What is needed here is a verbatim copy of the records that follow.

*** Data for this exercise

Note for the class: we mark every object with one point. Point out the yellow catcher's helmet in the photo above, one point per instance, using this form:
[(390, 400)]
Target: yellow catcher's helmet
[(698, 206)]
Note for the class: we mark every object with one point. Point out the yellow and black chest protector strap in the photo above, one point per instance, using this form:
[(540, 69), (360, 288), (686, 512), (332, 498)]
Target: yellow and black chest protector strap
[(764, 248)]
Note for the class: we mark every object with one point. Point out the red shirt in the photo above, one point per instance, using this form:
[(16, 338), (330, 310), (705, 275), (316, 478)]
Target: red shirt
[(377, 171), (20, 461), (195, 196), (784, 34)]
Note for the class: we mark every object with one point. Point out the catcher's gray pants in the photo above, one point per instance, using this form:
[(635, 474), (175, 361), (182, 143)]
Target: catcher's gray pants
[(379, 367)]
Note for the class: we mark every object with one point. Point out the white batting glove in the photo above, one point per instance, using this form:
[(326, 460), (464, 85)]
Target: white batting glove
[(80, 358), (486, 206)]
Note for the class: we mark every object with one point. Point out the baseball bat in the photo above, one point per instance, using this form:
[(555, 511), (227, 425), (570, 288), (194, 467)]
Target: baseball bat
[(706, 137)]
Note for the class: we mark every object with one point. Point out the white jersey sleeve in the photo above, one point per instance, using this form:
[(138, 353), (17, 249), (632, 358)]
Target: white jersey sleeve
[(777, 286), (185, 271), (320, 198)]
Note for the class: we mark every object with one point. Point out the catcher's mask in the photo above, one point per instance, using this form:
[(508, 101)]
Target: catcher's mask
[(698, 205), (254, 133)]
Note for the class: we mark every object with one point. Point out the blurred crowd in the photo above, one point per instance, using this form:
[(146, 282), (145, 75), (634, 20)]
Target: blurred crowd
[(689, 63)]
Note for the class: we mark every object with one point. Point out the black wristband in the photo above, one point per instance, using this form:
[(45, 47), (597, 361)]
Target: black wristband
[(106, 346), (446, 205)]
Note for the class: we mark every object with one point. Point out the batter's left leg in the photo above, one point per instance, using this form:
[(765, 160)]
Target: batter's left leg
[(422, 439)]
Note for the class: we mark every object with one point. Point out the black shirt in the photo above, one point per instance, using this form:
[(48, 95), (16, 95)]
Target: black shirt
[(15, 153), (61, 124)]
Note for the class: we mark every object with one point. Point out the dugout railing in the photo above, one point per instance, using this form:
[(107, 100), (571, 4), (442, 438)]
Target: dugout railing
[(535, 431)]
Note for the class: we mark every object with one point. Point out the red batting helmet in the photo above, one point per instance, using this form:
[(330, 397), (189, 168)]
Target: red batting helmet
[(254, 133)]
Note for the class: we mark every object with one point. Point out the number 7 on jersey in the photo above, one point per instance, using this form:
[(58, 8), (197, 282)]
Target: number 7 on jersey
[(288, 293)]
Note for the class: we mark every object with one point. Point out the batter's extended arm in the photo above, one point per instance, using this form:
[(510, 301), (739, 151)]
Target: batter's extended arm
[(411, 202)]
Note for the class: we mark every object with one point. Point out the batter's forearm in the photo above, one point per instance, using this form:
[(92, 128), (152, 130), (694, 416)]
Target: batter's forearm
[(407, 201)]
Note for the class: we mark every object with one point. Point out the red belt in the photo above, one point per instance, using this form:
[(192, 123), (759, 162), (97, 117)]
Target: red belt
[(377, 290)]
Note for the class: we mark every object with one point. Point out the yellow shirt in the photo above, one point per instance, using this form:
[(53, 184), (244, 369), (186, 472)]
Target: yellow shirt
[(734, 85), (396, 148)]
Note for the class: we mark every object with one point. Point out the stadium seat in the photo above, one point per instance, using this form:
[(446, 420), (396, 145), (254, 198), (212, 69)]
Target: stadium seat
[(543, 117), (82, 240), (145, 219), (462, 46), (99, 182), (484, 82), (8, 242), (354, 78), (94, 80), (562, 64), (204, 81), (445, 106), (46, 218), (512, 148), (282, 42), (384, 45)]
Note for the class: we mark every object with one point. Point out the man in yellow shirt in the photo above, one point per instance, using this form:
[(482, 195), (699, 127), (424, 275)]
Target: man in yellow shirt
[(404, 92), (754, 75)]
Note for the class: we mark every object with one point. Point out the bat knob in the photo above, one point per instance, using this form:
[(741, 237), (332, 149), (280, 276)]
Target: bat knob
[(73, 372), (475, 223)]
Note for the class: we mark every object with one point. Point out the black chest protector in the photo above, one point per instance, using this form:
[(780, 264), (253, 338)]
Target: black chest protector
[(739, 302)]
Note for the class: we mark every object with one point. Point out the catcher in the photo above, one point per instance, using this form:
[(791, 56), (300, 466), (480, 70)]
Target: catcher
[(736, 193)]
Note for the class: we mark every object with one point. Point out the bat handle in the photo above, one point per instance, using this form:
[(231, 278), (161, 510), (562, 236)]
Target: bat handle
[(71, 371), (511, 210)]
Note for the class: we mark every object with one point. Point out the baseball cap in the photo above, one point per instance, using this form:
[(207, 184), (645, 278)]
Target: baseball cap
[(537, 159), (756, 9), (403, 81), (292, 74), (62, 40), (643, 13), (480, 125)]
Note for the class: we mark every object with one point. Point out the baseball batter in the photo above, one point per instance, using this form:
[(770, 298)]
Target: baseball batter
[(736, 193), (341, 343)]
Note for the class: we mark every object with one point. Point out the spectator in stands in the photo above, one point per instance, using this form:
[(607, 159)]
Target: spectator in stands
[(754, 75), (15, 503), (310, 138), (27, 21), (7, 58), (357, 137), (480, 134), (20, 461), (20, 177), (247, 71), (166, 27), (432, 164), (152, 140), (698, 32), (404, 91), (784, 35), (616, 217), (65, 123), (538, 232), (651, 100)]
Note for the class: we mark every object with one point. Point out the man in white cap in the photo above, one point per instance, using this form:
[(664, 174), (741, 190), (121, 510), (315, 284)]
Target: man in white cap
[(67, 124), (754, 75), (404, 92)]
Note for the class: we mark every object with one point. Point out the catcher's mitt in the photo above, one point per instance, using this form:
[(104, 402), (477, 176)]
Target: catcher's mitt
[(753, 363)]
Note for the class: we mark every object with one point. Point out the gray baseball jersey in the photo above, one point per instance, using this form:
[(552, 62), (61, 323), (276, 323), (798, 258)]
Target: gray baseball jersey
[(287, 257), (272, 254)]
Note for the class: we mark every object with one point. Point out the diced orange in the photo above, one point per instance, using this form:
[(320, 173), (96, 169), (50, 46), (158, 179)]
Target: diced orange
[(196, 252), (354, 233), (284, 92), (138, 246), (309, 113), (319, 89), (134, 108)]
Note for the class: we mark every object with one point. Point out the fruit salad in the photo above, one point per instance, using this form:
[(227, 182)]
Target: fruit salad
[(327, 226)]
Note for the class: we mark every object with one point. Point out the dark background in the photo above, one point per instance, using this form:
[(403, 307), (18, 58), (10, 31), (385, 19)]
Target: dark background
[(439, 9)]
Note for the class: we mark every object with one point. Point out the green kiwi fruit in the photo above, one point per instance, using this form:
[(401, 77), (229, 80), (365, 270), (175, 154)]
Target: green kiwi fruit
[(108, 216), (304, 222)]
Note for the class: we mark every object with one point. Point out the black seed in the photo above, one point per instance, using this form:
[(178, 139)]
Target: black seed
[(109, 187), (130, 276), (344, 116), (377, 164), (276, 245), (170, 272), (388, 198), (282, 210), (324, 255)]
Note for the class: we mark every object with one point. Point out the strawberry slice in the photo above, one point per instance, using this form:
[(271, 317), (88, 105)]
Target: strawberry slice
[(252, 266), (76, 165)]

******

_Written solution_:
Note for the class: we mark every object with one point. Point out the yellow catcher's helmet in the photo above, one point per instance, using this form:
[(390, 400)]
Target: yellow catcher's helmet
[(698, 206)]
Note for the class: we mark every object with one point. Point out the yellow and black chest protector strap in the photo above, one point per instance, using this form:
[(540, 69), (360, 288), (686, 512), (332, 498)]
Target: yellow and black chest protector strap
[(764, 248)]
Note for the class: we mark every object with one point. Point out the red shirt in the photo above, one point per instance, using this form:
[(16, 338), (330, 310), (705, 275), (316, 478)]
Target: red shirt
[(377, 171), (20, 461), (195, 196), (784, 34)]
Note for the class: we mark every object with one point. Point out the catcher's gray pants in the photo above, one point per instance, using this form:
[(635, 474), (175, 361), (182, 143)]
Target: catcher's gray pants
[(379, 367)]
Note for the class: we mark every object with one point. Point out the white batting glove in the photo above, one point per instance, using this form:
[(326, 460), (464, 85)]
Target: white batting glove
[(80, 358), (486, 206)]
Note for the class: we mark every object with one point. Point out the baseball bat in the photo above, one point per instance, using this form:
[(555, 511), (227, 425), (570, 288), (194, 467)]
Target: baseball bat
[(706, 137)]
Note for the class: we mark every object with one point. Point out the white jersey sleeve in the photo above, one point per instance, using this form:
[(138, 353), (17, 249), (632, 358)]
Target: white jersey sleeve
[(777, 286), (185, 271), (320, 198)]
Note for the class: we mark every object with one point. Point out the catcher's mask in the photo above, one point per instance, using this form:
[(508, 101)]
Target: catcher's mask
[(698, 205), (254, 133)]
Note for the class: we mark every object with one point. Point out the blurred crowd in the photo above, one point per instance, using this form:
[(146, 282), (145, 75), (634, 20)]
Target: blurred crowd
[(689, 63)]
Note for the class: we mark every object with one point. Point out the black wristband in the photo above, one point per instance, using this form:
[(45, 47), (597, 361)]
Target: black wristband
[(106, 346), (446, 205)]
Note for the class: we mark every object with one point. Point out the batter's left leg in the photo above, one point per instance, using this form:
[(765, 160)]
Target: batter's left leg
[(422, 439)]
Note for the class: we mark every object with one point. Point out the black shirt in the photo above, one point per instance, using this form:
[(48, 95), (16, 95)]
Target: black shirt
[(15, 153), (61, 124)]
Note for the class: we mark every object with one point. Point out the dugout railing in the photo above, one point per instance, using this form:
[(107, 100), (571, 4), (442, 438)]
Target: dugout railing
[(535, 431)]
Note for the class: we mark every object with one point. Point out the red batting helmet in the photo above, one point per instance, using this form:
[(330, 397), (189, 168)]
Target: red batting helmet
[(254, 133)]
Note for the class: we mark every object with one point. Point out the number 7 on jersey in the photo above, one point per instance, using this form:
[(58, 8), (197, 282)]
Target: number 7 on jersey
[(288, 293)]
Note for the class: we mark every object with one point. Point out the batter's extended arm in the photo above, one point per instance, using this form:
[(510, 301), (739, 151)]
Target: batter's extended arm
[(411, 202)]
Note for the class: we mark every object with one point. Point out the batter's forearm in the photo above, one point per instance, using this form:
[(92, 128), (152, 130), (694, 416)]
Target: batter's forearm
[(407, 201)]
Note for the class: we mark every object with one point. Point out the red belt in the photo above, one point per instance, using this form:
[(192, 123), (759, 162), (97, 117)]
Target: red belt
[(377, 290)]
Note for the class: we mark every object with one point. Point out the yellow shirt in the photo above, one point per instance, using this form:
[(53, 184), (244, 369), (186, 472)]
Target: yellow shirt
[(734, 85), (396, 148)]
Note for the class: we mark every object with one point. Point out the stadium seat in the photo above, one point per instance, using this form:
[(446, 420), (396, 145), (254, 198), (212, 69)]
Target: stadium seat
[(543, 117), (82, 240), (145, 219), (462, 46), (99, 182), (484, 82), (8, 242), (354, 78), (94, 80), (562, 64), (204, 81), (445, 106), (46, 218), (512, 148), (282, 42), (384, 45)]
Note for the class: we mark every object with one point. Point out the man in yellow shirt in the photo above, one point per instance, using this form:
[(482, 195), (699, 127), (424, 275)]
Target: man in yellow shirt
[(404, 92), (754, 75)]
Note for the class: we mark every object with one point. Point out the bat knob in the photo above, one point per instance, using this form:
[(741, 237), (332, 149), (280, 276)]
Target: bat knob
[(73, 372), (475, 223)]
Note for the class: we mark every object with one point. Point out the black chest protector in the photo above, one point per instance, using this form:
[(780, 264), (253, 338)]
Target: black chest protector
[(739, 302)]
Note for the class: we mark every object with one point. Point out the catcher in the photo above, one point per instance, using this form:
[(791, 56), (300, 466), (480, 70)]
Target: catcher
[(736, 193)]
Note for the class: we mark every object with one point. Point out the bat handle in the photo above, one point per instance, using this form:
[(231, 278), (161, 510), (562, 236)]
Target: bat handle
[(71, 371), (511, 210)]
Note for the class: we mark every object with one point. Point out the baseball cap in the photo above, one point per instance, using this form:
[(207, 184), (645, 278)]
Target: baseball cap
[(537, 159), (756, 9), (403, 81), (292, 74), (62, 40), (643, 13), (480, 125)]
Note for the class: we mark every object with one point. Point out the baseball batter in the photo above, one point per instance, using this form:
[(770, 298)]
Target: baseball batter
[(736, 193), (341, 343)]
Note for the class: we mark every object with one point. Point out the spectator in stands in the photo above, one point per instance, using this form:
[(607, 159)]
Target: spectator in stands
[(754, 75), (15, 503), (310, 138), (27, 21), (7, 58), (357, 137), (480, 134), (20, 461), (20, 177), (247, 71), (166, 27), (432, 164), (152, 140), (698, 32), (404, 91), (784, 35), (616, 217), (65, 123), (538, 232), (651, 100)]
Note for the class: we mark every object with one point. Point out the man in white cap in the photo above, one point per instance, using this form:
[(664, 174), (741, 190), (121, 510), (315, 284)]
Target: man in white cap
[(67, 124), (754, 75), (404, 92)]
Note for the class: we mark every object with one point. Point out the catcher's mitt in the photo above, one point per instance, using this form:
[(104, 402), (477, 176)]
Target: catcher's mitt
[(753, 363)]
Note for the class: we mark every object with one point. Point out the gray baseball jersey in the photo above, one point per instance, using this form:
[(552, 62), (61, 323), (276, 323), (798, 258)]
Target: gray baseball jersey
[(287, 257), (272, 254)]
Note for the class: we mark every object with one point. Point out the diced orange in the photo above, one point per instance, using this form:
[(320, 173), (96, 169), (50, 46), (158, 179)]
Target: diced orange
[(196, 252), (354, 233), (284, 92), (138, 246), (309, 113), (319, 89), (134, 108)]
Note for the class: we mark every object with one point. Point out the fruit salad in the photo above, one point per instance, using this form:
[(227, 182)]
Target: fruit salad
[(327, 226)]
Note for the class: we mark every object with one point. Point out the dark background in the photo above, one point per instance, using this form:
[(403, 307), (18, 58), (10, 31), (385, 19)]
Target: dark background
[(439, 9)]
Note for the class: we mark every object with one point. Point out the green kiwi fruit in the photo above, one point per instance, using this form:
[(401, 77), (229, 80), (365, 270), (175, 154)]
Target: green kiwi fruit
[(108, 216), (304, 222)]
Note for the class: we mark every object with one point. Point out the black seed in the photo above, one point per instance, using this form:
[(178, 139)]
Target: black seed
[(109, 187), (130, 276), (344, 116), (377, 164), (276, 245), (170, 272), (388, 198), (282, 210), (324, 255)]
Note for the class: we mark every object with one point. Point out the strawberry slice in the photo above, one point per instance, using this form:
[(271, 317), (88, 105)]
Target: strawberry slice
[(252, 266), (76, 165)]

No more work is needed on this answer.